>> Start Data provided
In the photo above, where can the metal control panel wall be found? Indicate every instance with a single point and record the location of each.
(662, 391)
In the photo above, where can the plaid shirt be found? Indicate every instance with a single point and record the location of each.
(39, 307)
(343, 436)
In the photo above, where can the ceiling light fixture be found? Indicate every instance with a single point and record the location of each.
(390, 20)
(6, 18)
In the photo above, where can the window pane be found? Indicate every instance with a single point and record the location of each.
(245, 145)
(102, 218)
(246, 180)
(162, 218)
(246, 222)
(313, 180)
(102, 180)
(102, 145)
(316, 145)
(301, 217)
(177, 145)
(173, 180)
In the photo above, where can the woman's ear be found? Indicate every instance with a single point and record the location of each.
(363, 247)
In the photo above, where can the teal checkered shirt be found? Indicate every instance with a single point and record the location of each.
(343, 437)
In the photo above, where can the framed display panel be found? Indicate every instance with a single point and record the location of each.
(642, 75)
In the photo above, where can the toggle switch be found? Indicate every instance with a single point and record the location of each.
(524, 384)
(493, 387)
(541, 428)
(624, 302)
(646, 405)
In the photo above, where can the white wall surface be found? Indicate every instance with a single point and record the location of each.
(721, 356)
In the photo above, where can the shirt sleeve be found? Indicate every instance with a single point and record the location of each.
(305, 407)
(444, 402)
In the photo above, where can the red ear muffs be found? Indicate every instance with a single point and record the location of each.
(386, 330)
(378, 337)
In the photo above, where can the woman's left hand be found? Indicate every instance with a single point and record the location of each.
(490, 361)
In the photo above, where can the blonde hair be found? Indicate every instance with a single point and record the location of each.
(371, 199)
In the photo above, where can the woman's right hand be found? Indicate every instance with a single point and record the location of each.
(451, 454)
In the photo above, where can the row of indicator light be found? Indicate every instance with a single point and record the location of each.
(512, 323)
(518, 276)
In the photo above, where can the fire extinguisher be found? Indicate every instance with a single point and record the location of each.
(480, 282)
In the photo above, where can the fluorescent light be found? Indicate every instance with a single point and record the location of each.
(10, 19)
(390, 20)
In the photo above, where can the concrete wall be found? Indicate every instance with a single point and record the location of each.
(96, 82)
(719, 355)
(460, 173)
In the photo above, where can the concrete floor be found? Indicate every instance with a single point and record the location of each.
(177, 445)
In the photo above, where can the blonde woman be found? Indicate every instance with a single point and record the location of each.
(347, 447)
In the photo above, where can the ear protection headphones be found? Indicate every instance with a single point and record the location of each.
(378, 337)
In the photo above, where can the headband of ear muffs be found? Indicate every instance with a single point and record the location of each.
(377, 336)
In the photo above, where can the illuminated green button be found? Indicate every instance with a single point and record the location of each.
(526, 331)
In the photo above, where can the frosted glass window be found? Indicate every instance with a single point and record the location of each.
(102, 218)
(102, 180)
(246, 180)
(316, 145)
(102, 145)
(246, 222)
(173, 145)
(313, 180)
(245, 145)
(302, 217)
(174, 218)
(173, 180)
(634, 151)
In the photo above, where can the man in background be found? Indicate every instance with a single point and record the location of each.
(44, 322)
>> End Data provided
Your goal:
Can you reproduce the listing above line for line, without changing a single word?

The result:
In the photo above, where can the metal control panel wall be found? Indicate every instance with a single point and record the location of each.
(662, 391)
In the photo above, where can the plaid shirt be found? Indicate every instance with a single point and record the location of each.
(39, 307)
(343, 436)
In the photo above, where can the ceiling light fixture be found? Indicate every instance with a single point and record the location of each.
(390, 20)
(6, 18)
In the photo above, where can the window pane be found? Indicate every instance with a single point and record the location of each.
(245, 145)
(102, 218)
(246, 180)
(162, 218)
(246, 222)
(313, 180)
(102, 180)
(102, 145)
(316, 145)
(301, 217)
(177, 145)
(173, 180)
In the photo above, where can the woman's ear be found? Indicate every instance with a single point and record the location of each.
(363, 247)
In the photo above, where can the teal checkered shirt be found? Indicate every instance with a single point and record the location of each.
(343, 437)
In the photo above, where can the framed display panel be found? Indicate every instance with a single point and record the location of each.
(642, 75)
In the photo above, where can the toggle switch be found? Indicate every instance with a single point and record the location of each.
(524, 384)
(493, 387)
(541, 428)
(624, 302)
(646, 405)
In the photo above, where can the white wall surface be found? Indicate every instance with a single point and record the location of each.
(721, 356)
In the photo above, where can the shirt sleeve be found? Indicate every instance with a single point and record the location of each.
(305, 407)
(444, 402)
In the photo above, where can the red ear muffs be found? Indicate every instance with a single point and record the location of each.
(386, 330)
(378, 337)
In the photo above, where can the woman's left hand be found? Indicate every instance with a single point and record the location of each.
(490, 361)
In the photo above, where can the blonde hair be found? Indicate every instance with a single point and record the location of each.
(371, 199)
In the photo above, where can the woman's right hand be found? Indicate every instance with a single point and record the location of each.
(451, 454)
In the photo above, where can the row of indicator light be found? Indicate every instance with a single point and record the location of each.
(512, 323)
(518, 276)
In the photo above, where can the fire extinguisher be found? Indicate every instance with a single point and record the location of each.
(480, 282)
In the photo above, where can the fluorescent light be found? Indicate every instance with a single point and record the location of each.
(10, 19)
(390, 20)
In the photo above, where can the concrete wall be found? Indicate every instance with a single point and record the location of each.
(96, 82)
(719, 355)
(460, 173)
In the photo above, where can the concrete floor be found? Indicate every instance with a single point and record the location of each.
(177, 445)
In the photo above, where can the blonde woman be found? Indicate every instance with a single point and record the location of each.
(347, 447)
In the photo above, where can the ear protection headphones be found? Indicate every instance with a single point and record the location of each.
(378, 337)
In the photo above, where can the headband of ear muffs be found? Indicate every instance with a single point and record the location of each.
(377, 336)
In the photo above, where can the illuminated green button be found? Indicate every instance with a single point and record the location of each.
(526, 331)
In the photo above, where can the frosted glass window be found? Indicate every instance with a single point and record the location of each.
(102, 218)
(102, 180)
(246, 180)
(316, 145)
(102, 145)
(246, 222)
(173, 145)
(313, 180)
(245, 145)
(302, 217)
(174, 218)
(173, 180)
(634, 151)
In the photo above, where can the man in background be found? Indicate every instance with a single point and record the location of each.
(44, 322)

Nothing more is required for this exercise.